** Start of Provided material **

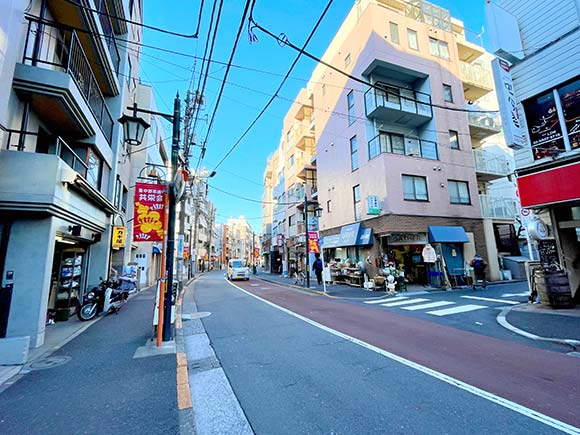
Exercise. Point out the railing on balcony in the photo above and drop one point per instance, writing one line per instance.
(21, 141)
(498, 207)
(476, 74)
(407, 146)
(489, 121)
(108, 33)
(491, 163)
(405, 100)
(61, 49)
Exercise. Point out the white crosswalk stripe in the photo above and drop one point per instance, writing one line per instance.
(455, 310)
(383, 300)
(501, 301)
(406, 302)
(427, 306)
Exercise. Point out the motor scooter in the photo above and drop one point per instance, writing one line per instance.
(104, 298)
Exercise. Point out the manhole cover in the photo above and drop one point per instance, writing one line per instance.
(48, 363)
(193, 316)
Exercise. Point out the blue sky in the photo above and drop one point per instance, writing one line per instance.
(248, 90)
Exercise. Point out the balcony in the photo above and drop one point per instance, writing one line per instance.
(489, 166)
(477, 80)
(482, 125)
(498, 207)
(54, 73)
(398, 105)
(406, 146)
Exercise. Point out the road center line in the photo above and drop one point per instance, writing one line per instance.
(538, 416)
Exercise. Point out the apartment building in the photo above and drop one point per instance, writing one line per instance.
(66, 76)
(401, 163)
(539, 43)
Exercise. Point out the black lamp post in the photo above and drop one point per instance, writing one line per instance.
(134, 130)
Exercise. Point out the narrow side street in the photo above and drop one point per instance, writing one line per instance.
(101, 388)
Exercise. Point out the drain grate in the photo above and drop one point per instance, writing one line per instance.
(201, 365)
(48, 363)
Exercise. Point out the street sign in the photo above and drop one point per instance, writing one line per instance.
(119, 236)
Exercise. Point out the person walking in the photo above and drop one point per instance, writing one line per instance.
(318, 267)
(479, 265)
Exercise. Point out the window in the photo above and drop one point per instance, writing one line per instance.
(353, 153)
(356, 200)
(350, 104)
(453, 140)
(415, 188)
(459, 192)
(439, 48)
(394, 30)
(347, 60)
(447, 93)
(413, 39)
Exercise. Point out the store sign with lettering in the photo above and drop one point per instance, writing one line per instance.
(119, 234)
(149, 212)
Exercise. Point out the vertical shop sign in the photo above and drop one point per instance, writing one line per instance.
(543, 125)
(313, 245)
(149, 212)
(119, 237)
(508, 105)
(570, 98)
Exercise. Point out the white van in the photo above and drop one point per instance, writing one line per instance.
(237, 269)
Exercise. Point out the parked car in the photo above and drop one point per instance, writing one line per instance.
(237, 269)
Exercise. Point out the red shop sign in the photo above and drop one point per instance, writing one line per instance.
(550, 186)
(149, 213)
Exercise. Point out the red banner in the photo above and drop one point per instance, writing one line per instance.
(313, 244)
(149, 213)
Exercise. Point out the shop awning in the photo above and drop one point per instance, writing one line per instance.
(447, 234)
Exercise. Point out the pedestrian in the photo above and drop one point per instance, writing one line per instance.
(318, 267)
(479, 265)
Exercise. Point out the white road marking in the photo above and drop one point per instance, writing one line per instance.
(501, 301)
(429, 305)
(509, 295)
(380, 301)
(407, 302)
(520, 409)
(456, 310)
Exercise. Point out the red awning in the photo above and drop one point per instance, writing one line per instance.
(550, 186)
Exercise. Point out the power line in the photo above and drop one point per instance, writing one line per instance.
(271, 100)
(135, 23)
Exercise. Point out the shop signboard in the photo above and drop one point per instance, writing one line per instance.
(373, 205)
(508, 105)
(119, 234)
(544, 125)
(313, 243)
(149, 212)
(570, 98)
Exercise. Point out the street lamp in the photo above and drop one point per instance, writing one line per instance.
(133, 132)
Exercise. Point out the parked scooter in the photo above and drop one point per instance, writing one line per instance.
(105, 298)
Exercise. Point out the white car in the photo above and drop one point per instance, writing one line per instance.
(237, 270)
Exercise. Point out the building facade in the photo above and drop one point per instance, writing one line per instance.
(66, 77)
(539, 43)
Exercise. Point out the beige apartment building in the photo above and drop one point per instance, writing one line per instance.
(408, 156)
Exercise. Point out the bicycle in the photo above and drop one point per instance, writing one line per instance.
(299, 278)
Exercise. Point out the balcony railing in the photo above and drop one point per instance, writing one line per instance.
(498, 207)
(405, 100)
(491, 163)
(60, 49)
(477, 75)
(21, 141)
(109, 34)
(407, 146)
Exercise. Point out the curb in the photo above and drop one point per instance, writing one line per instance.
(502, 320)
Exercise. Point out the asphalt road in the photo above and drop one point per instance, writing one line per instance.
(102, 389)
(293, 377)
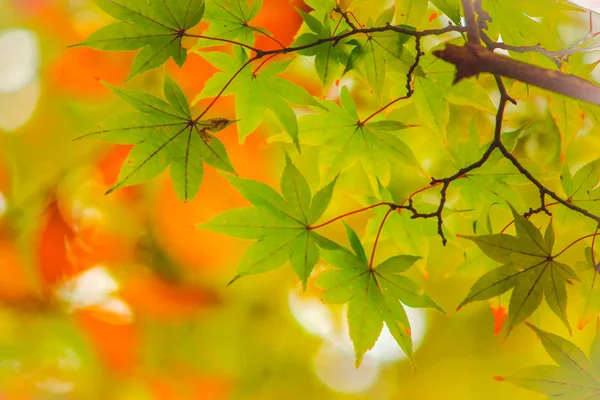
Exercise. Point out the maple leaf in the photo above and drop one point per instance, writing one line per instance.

** End of Provided material **

> Written instruction
Transcribe the entries above verbatim, omitting their pictures.

> Answer to this problem
Exercise. Point out the railing on balcony in the photo above and drop one point per instance, writing one line per instance.
(21, 141)
(498, 207)
(476, 74)
(407, 146)
(489, 121)
(108, 33)
(491, 163)
(405, 100)
(61, 49)
Exercise. Point out the white crosswalk stripe in the photo above and drop one point per instance, writing one line per instance.
(455, 310)
(383, 300)
(501, 301)
(406, 302)
(427, 306)
Exercise. Point out the motor scooter in the photo above and drop one point per instance, writing one line per instance.
(104, 298)
Exercise. Point out the manhole cover in the photo above and drop one point per instance, writing one line per instance.
(48, 363)
(193, 316)
Exercise. Point out the blue sky in the photo above and drop one point per instance, writing one line per instance.
(248, 90)
Exercise. Point out the balcony in the photo above and drop one point per instance, writing one line per instance.
(489, 166)
(477, 80)
(482, 125)
(498, 207)
(54, 73)
(398, 105)
(406, 146)
Exercise. Point out the road center line in the photo above and drop one point per instance, writing one line per instance.
(538, 416)
Exercise. Point out the apartment building in the photo above and drop one point per instance, writing one line per instance.
(66, 76)
(401, 163)
(539, 43)
Exercise. Point out the black lamp post in the photo above and drop one point per instance, writing one line per instance.
(134, 130)
Exercise. Point out the narrow side street in the photo above and drop one point per instance, writing one line per instance.
(101, 388)
Exercise. Point out the drain grate in the photo above and drop one point per instance, writing one line per instance.
(201, 365)
(48, 363)
Exercise. Point out the street sign in the photo above and drop one point per instance, writing one line per instance.
(119, 236)
Exercise. Point out the person walking in the photo above and drop one point per instance, writing one line per instance.
(318, 267)
(479, 265)
Exercise. Point out the window in the photo above and drop one point per instance, writing one line per instance.
(353, 153)
(356, 200)
(350, 104)
(453, 140)
(415, 188)
(459, 192)
(439, 48)
(394, 30)
(347, 60)
(447, 93)
(413, 39)
Exercise. Point out the store sign with lettering in the photo above and drop one point per instance, writing one line per instance.
(119, 234)
(149, 212)
Exercise. Point out the vertical shop sign in the photo above and drop one point per instance, writing one line per instance.
(543, 125)
(313, 245)
(149, 212)
(119, 237)
(508, 105)
(570, 98)
Exercise. Point out the white van in the photo above and drop one point per instance, writing one line per instance.
(237, 269)
Exercise. Point out the parked car in the photo above and drop one point per instance, writing one line per instance.
(237, 269)
Exercise. Point out the red shop sign in the photo above and drop one point per instance, writing one line per instance.
(550, 186)
(149, 213)
Exercise. Point out the red banner in the photo above and drop one point per instance, writing one line per instance.
(313, 244)
(149, 213)
Exercise. Point out the shop awning in the photo above and drop one point per instance, writing one line per instance.
(447, 234)
Exercise. Point out the pedestrian in the photo above and drop one point per instance, writing one line per instance.
(318, 267)
(479, 265)
Exercise. Point out the white road marking in the photo above and drop one point per instance, writing one line per instance.
(501, 301)
(429, 305)
(509, 295)
(380, 301)
(407, 302)
(520, 409)
(456, 310)
Exercise. Point out the red awning in the photo above and drop one point per instance, writing one line per instance.
(550, 186)
Exercise. Point out the power line in the photo above and drop one point per instance, writing one line per instance.
(271, 100)
(135, 23)
Exercise. Point out the shop signboard in the photo above and drop one point per instance, writing one line per instance.
(373, 205)
(508, 105)
(119, 234)
(544, 125)
(313, 243)
(149, 212)
(570, 98)
Exercise. Point out the street lamp in the photo above and drop one point per instance, writing one line per instance.
(133, 132)
Exercise. Point out the parked scooter in the photo above and drop one point per instance, writing one line per instance.
(105, 298)
Exercise. Point out the white car in the photo above and drop one point per instance, writing one line per instance.
(237, 270)
Exercise. Point out the building facade in the photo above and drop one point per instance, writing one line per instance.
(66, 77)
(539, 43)
Exercise. Point out the beige apartment building in the photo above and drop one point per instance, writing one line per instance.
(408, 156)
Exercise. Point out the bicycle in the photo above and drop one point per instance, writing one line per instance.
(299, 278)
Exercise. Point out the balcony railing in the photo above and drop one point per instance, writing one line per instance.
(498, 207)
(405, 100)
(491, 163)
(60, 49)
(477, 75)
(21, 141)
(109, 34)
(407, 146)
Exercise. Point out the curb in the photo above and drop one point per instance, writing one line per instance.
(502, 320)
Exercise. Point out the asphalt road in the photo above and drop one point per instance, writing one line per instance.
(102, 389)
(293, 377)
Exercise. Point out the maple leaf in the photo above and drop one point per instance, writing one line per instance.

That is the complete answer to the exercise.